◆ Exercise brief ◆
Copy out all of the material exactly.

(Stored items from a collection)
________
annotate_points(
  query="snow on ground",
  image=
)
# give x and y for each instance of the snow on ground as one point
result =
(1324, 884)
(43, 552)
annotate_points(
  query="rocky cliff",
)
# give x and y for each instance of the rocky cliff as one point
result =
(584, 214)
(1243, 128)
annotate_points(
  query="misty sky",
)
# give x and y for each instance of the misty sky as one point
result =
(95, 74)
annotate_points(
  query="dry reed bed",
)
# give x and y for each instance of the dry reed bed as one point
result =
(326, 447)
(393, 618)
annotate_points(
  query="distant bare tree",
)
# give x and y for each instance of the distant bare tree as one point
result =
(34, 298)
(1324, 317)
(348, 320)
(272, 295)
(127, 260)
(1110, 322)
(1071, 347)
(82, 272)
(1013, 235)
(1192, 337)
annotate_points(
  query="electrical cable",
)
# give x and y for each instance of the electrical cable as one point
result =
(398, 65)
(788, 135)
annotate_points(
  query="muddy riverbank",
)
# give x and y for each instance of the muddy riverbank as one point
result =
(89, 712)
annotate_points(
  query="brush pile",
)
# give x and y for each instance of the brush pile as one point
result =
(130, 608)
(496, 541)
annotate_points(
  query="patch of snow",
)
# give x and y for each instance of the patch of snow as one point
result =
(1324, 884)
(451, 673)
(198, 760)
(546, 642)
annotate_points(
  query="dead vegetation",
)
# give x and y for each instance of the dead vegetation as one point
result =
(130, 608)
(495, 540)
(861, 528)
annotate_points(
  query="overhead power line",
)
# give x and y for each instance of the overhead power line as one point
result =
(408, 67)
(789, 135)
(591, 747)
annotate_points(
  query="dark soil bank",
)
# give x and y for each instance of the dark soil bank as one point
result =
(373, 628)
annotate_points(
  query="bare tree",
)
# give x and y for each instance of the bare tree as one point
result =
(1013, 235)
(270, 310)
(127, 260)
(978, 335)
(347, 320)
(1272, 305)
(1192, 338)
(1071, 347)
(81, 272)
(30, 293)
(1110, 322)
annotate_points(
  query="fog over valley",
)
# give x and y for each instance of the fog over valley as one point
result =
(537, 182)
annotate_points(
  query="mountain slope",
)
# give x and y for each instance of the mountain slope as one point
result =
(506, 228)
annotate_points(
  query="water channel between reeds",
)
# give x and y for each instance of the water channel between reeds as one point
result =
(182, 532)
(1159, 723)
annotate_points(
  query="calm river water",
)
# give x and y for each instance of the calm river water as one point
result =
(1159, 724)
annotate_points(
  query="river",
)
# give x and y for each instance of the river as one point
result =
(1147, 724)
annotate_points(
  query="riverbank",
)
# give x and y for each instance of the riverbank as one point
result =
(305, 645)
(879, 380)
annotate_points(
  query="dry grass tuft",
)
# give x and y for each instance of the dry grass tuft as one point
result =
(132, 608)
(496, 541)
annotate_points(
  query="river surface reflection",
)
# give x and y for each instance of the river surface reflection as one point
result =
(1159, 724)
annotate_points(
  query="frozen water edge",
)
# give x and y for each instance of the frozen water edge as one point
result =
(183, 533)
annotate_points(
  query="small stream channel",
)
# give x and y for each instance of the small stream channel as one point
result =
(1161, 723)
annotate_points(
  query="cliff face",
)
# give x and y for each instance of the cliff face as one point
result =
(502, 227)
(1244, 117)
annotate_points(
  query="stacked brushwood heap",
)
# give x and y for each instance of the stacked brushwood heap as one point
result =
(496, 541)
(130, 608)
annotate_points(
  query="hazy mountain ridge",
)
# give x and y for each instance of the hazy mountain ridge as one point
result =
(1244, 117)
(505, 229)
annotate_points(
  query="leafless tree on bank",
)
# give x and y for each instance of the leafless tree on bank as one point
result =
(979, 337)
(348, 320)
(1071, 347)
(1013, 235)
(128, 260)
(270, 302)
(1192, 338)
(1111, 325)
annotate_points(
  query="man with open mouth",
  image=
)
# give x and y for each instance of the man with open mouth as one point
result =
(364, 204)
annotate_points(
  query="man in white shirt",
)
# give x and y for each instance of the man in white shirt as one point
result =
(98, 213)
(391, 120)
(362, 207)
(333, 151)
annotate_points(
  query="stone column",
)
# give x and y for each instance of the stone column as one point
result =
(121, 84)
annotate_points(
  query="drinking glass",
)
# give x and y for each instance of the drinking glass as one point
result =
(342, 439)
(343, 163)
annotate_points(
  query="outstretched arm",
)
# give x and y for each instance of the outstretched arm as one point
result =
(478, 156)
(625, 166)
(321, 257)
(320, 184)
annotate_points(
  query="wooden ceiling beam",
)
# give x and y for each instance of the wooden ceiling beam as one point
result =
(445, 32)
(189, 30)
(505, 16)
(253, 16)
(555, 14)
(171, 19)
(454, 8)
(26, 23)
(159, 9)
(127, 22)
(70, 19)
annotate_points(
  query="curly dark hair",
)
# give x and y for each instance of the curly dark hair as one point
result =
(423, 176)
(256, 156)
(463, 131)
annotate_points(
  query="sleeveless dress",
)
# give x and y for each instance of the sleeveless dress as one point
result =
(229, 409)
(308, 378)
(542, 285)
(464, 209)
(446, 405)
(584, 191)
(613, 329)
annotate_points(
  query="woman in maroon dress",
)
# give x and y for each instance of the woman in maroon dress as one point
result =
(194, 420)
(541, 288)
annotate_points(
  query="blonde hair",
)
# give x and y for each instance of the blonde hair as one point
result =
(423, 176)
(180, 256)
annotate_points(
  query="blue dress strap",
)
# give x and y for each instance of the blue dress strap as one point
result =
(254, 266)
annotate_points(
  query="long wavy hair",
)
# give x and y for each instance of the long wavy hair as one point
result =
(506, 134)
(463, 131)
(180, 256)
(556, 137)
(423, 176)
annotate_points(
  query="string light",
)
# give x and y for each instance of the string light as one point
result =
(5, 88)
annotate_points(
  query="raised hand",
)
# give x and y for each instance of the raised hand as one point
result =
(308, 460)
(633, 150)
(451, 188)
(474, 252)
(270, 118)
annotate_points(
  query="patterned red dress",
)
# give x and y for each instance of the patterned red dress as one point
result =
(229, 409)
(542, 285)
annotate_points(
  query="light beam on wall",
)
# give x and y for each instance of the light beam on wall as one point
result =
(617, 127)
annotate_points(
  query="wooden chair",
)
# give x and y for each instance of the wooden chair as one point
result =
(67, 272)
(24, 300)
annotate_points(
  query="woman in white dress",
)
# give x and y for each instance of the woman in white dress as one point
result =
________
◆ Exercise result ◆
annotate_points(
  query="snow on ground",
  image=
)
# give x and y for each instance of the snow on ground as one point
result =
(1324, 884)
(43, 552)
annotate_points(
  query="rocky cliff",
)
# give x and y for each instance of the rocky cliff as one point
result =
(584, 214)
(1243, 128)
annotate_points(
  query="misty sky",
)
# give x and y for each instance of the misty sky as one point
result =
(95, 74)
annotate_points(
  query="dry reed bed",
)
# give x and y for each instance of the dry reed bed as one point
result =
(326, 447)
(393, 618)
annotate_points(
  query="distant bare tree",
)
# give x and y for each instance of the distant bare tree as one point
result =
(34, 298)
(1324, 317)
(348, 320)
(272, 295)
(127, 260)
(1110, 322)
(1071, 347)
(82, 272)
(1013, 235)
(1192, 337)
annotate_points(
  query="electrical cable",
)
# give x and y for each instance of the electrical cable as one point
result =
(398, 65)
(788, 135)
annotate_points(
  query="muddy riverbank",
)
# give x and y for each instance of the muddy riverbank as one point
result =
(89, 712)
annotate_points(
  query="brush pile",
)
# give x and y for each instance of the brush pile as one point
result =
(130, 608)
(496, 541)
annotate_points(
  query="patch of snow",
)
# give x and y for each instance of the patch of snow as one point
result =
(1324, 884)
(451, 673)
(198, 760)
(546, 642)
annotate_points(
  query="dead vegetation",
)
# give x and y for each instance of the dead vegetation as one point
result =
(130, 608)
(495, 540)
(861, 528)
annotate_points(
  query="overhead power line",
)
# give x and y for each instance of the overhead power line as one point
result =
(408, 67)
(789, 135)
(591, 747)
annotate_points(
  query="dark soil bank",
)
# give x and y for each instance of the dark soil bank as one point
result =
(373, 628)
annotate_points(
  query="bare tree",
)
# give x and y for each instance of the bare tree as one point
result =
(1013, 235)
(270, 310)
(127, 260)
(978, 335)
(347, 320)
(1272, 305)
(1192, 338)
(1071, 347)
(81, 272)
(30, 293)
(1110, 322)
annotate_points(
  query="fog over valley",
)
# give x and y for each instance of the fog over valley as one point
result =
(537, 182)
annotate_points(
  query="mountain slope",
)
# give x and y for each instance of the mountain slope as one point
result =
(506, 228)
annotate_points(
  query="water channel between reeds",
)
# give x and y for each instance of the water channel between reeds as one point
result =
(182, 532)
(1159, 723)
annotate_points(
  query="calm river water",
)
# give x and y for each instance of the calm river water as one point
result =
(1159, 724)
annotate_points(
  query="river",
)
# give x and y for each instance of the river as one point
result =
(1147, 724)
annotate_points(
  query="riverbank",
)
# give x and y for each instance of the riverbank as one point
result =
(305, 645)
(879, 380)
annotate_points(
  query="dry grass tuft",
)
# give x and y for each instance of the dry grass tuft as one point
result =
(132, 608)
(496, 541)
annotate_points(
  query="river surface reflection",
)
# give x and y for each instance of the river surface reflection as one point
result =
(1159, 724)
annotate_points(
  query="frozen water edge",
)
# give x and y for each instance of the frozen water edge as one point
result =
(183, 533)
annotate_points(
  query="small stream channel",
)
# give x and y for each instance of the small stream channel as one point
result =
(1161, 723)
annotate_points(
  query="cliff face",
)
# give x and y for each instance of the cliff face as one point
result =
(502, 227)
(1244, 117)
annotate_points(
  query="stacked brushwood heap",
)
# give x and y for each instance of the stacked brushwood heap as one point
result =
(496, 541)
(130, 608)
annotate_points(
  query="hazy mountain ridge",
)
# give x and y for each instance of the hazy mountain ridge as one point
result =
(1244, 117)
(505, 229)
annotate_points(
  query="leafless tree on bank",
)
# give x and y for each instance of the leafless tree on bank as one point
result =
(979, 337)
(348, 320)
(1071, 347)
(1013, 235)
(128, 260)
(270, 302)
(1192, 338)
(1111, 325)
annotate_points(
  query="man with open mouth",
  image=
)
# give x and y for each instance of the man with open mouth as one point
result =
(364, 204)
annotate_points(
  query="man in white shirt",
)
# give x and y for each instance of the man in white shirt as one point
result =
(98, 213)
(391, 120)
(362, 207)
(333, 151)
annotate_points(
  query="stone column",
)
# give x and y for each instance of the stone column as one point
result =
(121, 84)
annotate_points(
  query="drinking glass",
)
# give x and y for each instance of the drinking glass as one point
result =
(342, 439)
(343, 163)
annotate_points(
  query="outstretched arm",
)
# give x and y for each instance of the outstretched arm as one point
result =
(478, 156)
(625, 166)
(321, 257)
(320, 184)
annotate_points(
  query="wooden ceiling beam",
)
# give x and y for each instance of the wooden ceiling beam as one point
result =
(445, 32)
(189, 30)
(505, 16)
(253, 16)
(555, 14)
(171, 19)
(454, 8)
(26, 23)
(159, 9)
(127, 22)
(70, 19)
annotate_points(
  query="curly dark hair",
)
# give x and y for each instance of the curly dark hair as one point
result =
(423, 176)
(256, 156)
(463, 131)
annotate_points(
  query="sleeveless dress",
)
# give x and y for each instance of the sleeveless dress as one point
result =
(229, 409)
(308, 378)
(542, 285)
(464, 209)
(446, 405)
(584, 191)
(613, 329)
annotate_points(
  query="woman in maroon dress",
)
# give x and y for each instance of the woman in maroon dress as one point
result =
(194, 420)
(541, 288)
annotate_points(
  query="blonde hair",
)
# give x and y for each instance of the blonde hair as one point
result =
(423, 176)
(180, 256)
annotate_points(
  query="blue dress strap",
)
# give x and y for each instance of the blue dress strap as one point
result =
(254, 266)
annotate_points(
  query="long wavy hair",
)
# give x and y for each instance of the long wavy hair as one point
result =
(506, 134)
(463, 131)
(180, 256)
(556, 137)
(423, 176)
annotate_points(
  query="string light",
)
# give x and y for each instance of the string light as one point
result =
(5, 88)
annotate_points(
  query="raised hand",
)
# give x and y for each instance of the raised hand as one point
result =
(308, 460)
(633, 150)
(451, 188)
(474, 252)
(270, 118)
annotate_points(
  query="patterned red dress",
)
# give x and y for each instance of the patterned red dress as one point
result =
(229, 409)
(542, 285)
annotate_points(
  query="light beam on wall",
)
# give x and y for each instance of the light beam on wall as one point
result =
(617, 127)
annotate_points(
  query="wooden chair",
)
# give x and y for each instance of the wooden chair as one point
result =
(67, 272)
(24, 300)
annotate_points(
  query="woman in white dress",
)
# give x and y for each instance of the woman in white dress as one point
result =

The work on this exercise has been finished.